§ **Text passage**:
-- start --
# Bar spacing



## ArchNL (Jun 8, 2012)

Is an 8mm bar spacing ok for pet mice?


----------



## Jack Garcia (Oct 9, 2009)

I prefer not to use bars, because even if a mouse can't escape it can still get hurt, or a rogue wild mouse can get in.

An eighth an inch is tiny, though, and better than a quarter inch or half inch, for sure.


----------



## ArchNL (Jun 8, 2012)

My girls like to climb. I doubt a rouge mouse would get in as any rouge mouse would get eatten by my dogs... It's only bars on half the cage it's just I wanted something for them to climb as they keep using the holes in the side of their habitrail and it's an extention. If the 8mm is fine then I will probably go for it as it's quite a large extention and only £20 and everything else I've looked at for them is much more expensive.


----------



## Frizzle (Oct 6, 2011)

Mice can climb and fit into tiny places, dogs cannot. If your mice like to climb, maybe make something out of hardware mesh to fit on the inside? If the bars are only on the bottom area anyways, I don't see how the new addition would really help their climbing desire. Depending on how much your mice like to flip bedding around, you could also end up with a mess this way. Just my thoughts.

8mm=0.31 inches. So a third of an inch.


----------



## Fraction (Aug 29, 2011)

My mice are all in barred cages with 8mm spacing. I've not had a single problem with escapes, and I've had my mice in there for a while now. My pet shop boy went in at around 3.5 months old and hasn't managed to get out even with the allure of girls next door.


----------



## ArchNL (Jun 8, 2012)

The bars are on the top part there is a big plastic high rise area so that I could run a layre of sawdust for them to dig there is also a wheel in there, I know my old mice used to love the wheel and they don't currently have one. I want to try and make a more stimulating living space for them with things to do. I can't really put anything too much in their cage as it's relivly small it's the habitrail ovo den. The one I'm looking at is the habitrail ovo twist it has a bar spacing of 8mm and the plus side is that when I have some spare money I can buy another one so it will give them more space and also means I can extend my female colony at some point. I do get worried about bars but I think the bar spacing on it will be ok. My other mice had small bars and never escaped either.
-- end --
§ **Requirements**:
Reproduce word for word the stretch of the bar spacing thread that begins with "An eighth an" and continues through "much more expensive.".

§ **Recorded information**:
-- start --
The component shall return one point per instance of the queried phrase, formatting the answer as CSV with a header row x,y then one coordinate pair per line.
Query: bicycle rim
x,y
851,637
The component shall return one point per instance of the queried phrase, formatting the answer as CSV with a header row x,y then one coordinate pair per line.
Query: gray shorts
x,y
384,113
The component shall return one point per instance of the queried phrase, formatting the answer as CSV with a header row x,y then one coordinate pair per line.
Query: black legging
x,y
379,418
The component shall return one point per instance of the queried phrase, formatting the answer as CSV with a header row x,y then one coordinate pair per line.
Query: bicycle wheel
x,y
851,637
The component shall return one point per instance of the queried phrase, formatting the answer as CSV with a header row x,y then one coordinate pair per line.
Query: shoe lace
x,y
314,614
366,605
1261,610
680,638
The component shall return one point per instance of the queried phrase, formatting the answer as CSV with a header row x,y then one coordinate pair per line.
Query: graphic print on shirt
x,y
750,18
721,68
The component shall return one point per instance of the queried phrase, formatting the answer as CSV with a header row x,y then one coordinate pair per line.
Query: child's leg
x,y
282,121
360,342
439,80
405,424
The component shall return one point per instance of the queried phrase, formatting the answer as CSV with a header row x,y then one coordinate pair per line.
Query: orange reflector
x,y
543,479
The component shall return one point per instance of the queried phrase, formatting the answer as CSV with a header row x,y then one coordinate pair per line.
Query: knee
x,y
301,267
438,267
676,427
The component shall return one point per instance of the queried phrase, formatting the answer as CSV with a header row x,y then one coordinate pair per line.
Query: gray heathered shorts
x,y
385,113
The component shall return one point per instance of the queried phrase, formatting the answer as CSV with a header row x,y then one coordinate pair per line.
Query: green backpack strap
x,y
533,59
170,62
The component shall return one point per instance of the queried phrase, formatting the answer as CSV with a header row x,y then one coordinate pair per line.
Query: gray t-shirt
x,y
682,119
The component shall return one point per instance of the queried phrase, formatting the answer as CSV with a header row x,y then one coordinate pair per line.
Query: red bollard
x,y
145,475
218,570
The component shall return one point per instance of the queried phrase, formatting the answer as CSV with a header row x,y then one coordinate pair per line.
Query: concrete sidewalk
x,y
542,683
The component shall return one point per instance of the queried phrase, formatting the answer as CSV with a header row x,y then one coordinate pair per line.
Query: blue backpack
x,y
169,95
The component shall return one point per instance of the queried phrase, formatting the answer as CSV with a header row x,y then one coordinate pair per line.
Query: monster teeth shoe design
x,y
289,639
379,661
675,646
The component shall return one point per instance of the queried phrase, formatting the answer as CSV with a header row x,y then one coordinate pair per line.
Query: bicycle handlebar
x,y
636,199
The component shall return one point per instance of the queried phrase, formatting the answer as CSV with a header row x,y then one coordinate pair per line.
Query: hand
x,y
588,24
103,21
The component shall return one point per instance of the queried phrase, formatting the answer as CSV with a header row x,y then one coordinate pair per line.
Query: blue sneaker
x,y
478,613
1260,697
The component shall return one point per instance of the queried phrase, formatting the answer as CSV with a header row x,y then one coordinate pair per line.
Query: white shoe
-- end --
§ **Task result**:
An eighth an inch is tiny, though, and better than a quarter inch or half inch, for sure.


----------



## ArchNL (Jun 8, 2012)

My girls like to climb. I doubt a rouge mouse would get in as any rouge mouse would get eatten by my dogs... It's only bars on half the cage it's just I wanted something for them to climb as they keep using the holes in the side of their habitrail and it's an extention. If the 8mm is fine then I will probably go for it as it's quite a large extention and only £20 and everything else I've looked at for them is much more expensive.